*PROBLEM DETAILS:*
Continue the travel text below about The Sun Inn in Faversham and Camber Sands, picking up right after its final sentence.

*DOCUMENT:*
--------------------------------------------------
A great choice for a weekend away is The Sun Inn, a beautiful old town-centre inn full of heritage. The pub, in Faversham’s conservation area, is full of original features like inglenook fireplaces and oak beams. It’s one of the most popular pubs in Faversham to drink, eat and stay, providing 12 stylish rooms. Just a short stroll from the Shepherd Neame brewery, The Sun serves distinctive Kentish cask ales of course. In addition to being a haven for real ale aficionados, the pub also offers a variety of top quality snacks and main meals to be enjoyed in the bar, restaurant or (in clement weather) in the courtyard garden. Take you morning coffee and breakfasts in the adjoining No.9 Coffee Shop. Escape the everyday and drink in the atmosphere of one of Faversham’s oldest pubs.
Glorious Camber Sands
Camber, located east of the ancient Cinque Ports town of Rye, has over 2 miles of beach, much of it golden sands. Home to the only sand dune system in East Sussex, it provides a valuable natural habitat to many animals and plants. Camber Sands isn't just dreamy in the summer months. In the autumn and winter months you can take a blustery walk along the beach and over the dunes. Nearby Rye is a 'must visit'. Once a port from Roman times, the harbour silted up gradually stranding the town inland.
--------------------------------------------------
*ITEMS:*
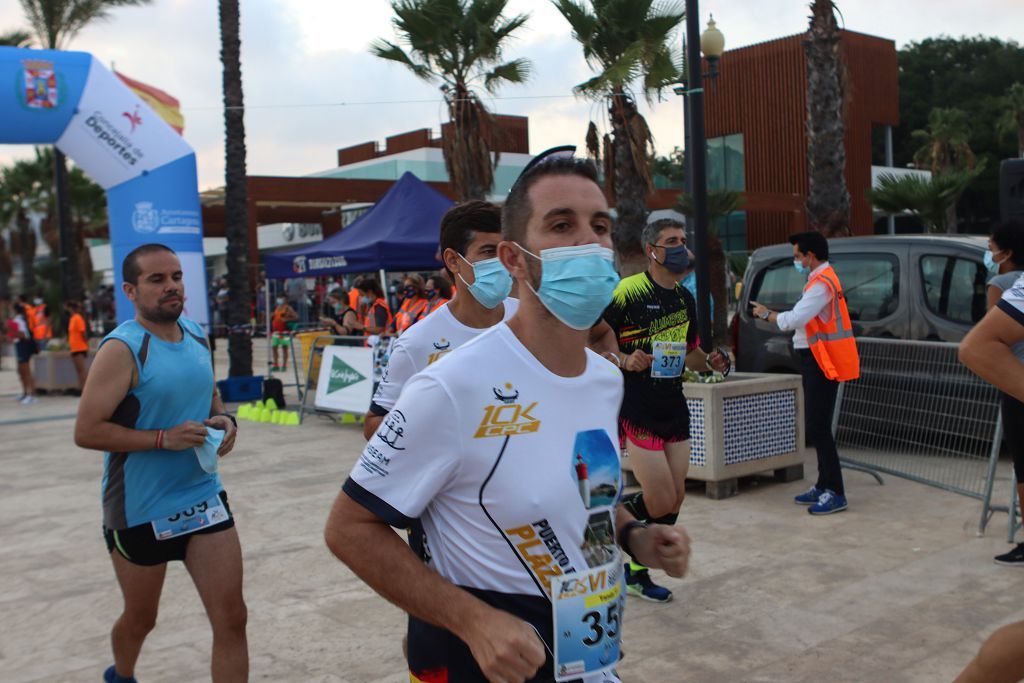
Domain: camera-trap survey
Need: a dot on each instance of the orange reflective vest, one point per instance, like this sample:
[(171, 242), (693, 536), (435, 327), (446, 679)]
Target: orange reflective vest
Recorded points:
[(369, 318), (832, 343), (411, 311)]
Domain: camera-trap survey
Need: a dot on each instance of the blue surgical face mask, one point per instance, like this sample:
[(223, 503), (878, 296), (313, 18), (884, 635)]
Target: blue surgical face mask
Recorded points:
[(492, 283), (990, 262), (577, 283), (690, 282), (676, 258)]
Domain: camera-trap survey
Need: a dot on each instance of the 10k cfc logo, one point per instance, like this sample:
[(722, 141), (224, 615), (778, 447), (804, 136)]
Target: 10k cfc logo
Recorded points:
[(509, 418)]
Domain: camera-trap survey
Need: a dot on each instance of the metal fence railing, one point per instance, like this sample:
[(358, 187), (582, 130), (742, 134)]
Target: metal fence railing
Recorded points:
[(918, 413)]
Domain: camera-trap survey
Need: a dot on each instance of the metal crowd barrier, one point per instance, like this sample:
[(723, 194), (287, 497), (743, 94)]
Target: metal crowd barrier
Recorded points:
[(918, 413)]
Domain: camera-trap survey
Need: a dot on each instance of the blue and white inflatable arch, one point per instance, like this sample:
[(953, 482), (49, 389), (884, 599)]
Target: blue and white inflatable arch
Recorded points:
[(71, 100)]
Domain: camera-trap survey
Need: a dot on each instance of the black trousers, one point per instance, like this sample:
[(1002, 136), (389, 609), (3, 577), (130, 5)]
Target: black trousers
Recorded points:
[(819, 402)]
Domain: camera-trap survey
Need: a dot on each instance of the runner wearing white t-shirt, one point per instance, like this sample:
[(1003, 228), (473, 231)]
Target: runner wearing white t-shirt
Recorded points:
[(469, 238), (484, 446)]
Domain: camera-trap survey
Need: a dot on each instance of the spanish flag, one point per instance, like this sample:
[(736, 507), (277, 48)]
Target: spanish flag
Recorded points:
[(168, 108)]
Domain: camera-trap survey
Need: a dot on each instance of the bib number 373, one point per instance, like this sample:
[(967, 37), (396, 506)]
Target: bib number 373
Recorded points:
[(190, 519), (588, 619), (668, 360)]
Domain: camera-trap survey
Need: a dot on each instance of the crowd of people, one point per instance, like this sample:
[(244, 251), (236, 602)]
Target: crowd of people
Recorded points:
[(495, 438)]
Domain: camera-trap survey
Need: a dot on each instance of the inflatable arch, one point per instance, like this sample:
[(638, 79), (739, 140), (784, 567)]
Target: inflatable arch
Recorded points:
--------------------------------------------------
*TASK RESPONSE:*
Perched on a hill, the medieval town’s unhurried atmosphere and enchanting streets are dreamy. Rye is small enough to make you feel at home but with so much to discover. Antiques, books, records and artisan goods are Rye’s speciality, along with galleries, evidence of the town's thriving art community. Cobbled streets and narrow passages are ready to explore. Mermaid Street is peppered with ancient buildings and the renowned 15th century Mermaid Inn.
Winchelsea is another of the Cinque Ports stranded by the receding sea. The town now stands on an inland hilltop. This stunning village has ancient roots and its picturesque Georgian houses have inspired many an artist.
Romney Marsh - known for its natural beauty, the diversity of its habitats, rich history, extensive coastline and its sheep - is within easy reach of Camber. Even if you don't get to visit it is likely that you will have the opportunity to sample some of the region's fine produce, particularly the celebrated 'Salt Marsh Lamb'.
Once you've been for a bracing walk or done your days out to the local attractions, cosy up at the Gallivant. A restaurant with rooms, just across the road from the dunes, the Gallivant is relaxing hideaway. The 20 beautiful bedrooms have super-soft beds and giant roll top baths. The lounge boasts a log fire and a book-lined snug. The hotel's restaurant has a locally sourced menu that's well worth sampling. This coastal styled accommodation is a great choice for a weekend to recharge your batteries.
Hip Hebden Bridge
On the confluence of two rivers, hidden in a narrow valley alongside the windswept Pennine moors of Cragg Vale, stands Hebden Bridge. Home to my mother's family, this small town of weathered sandstone cottages is quite different to its neighbours, Mytholmroyd and Heptonstall. The reason for this is that it attracted the hippy movement from the 70s onward, thus turning itself into a unique destination.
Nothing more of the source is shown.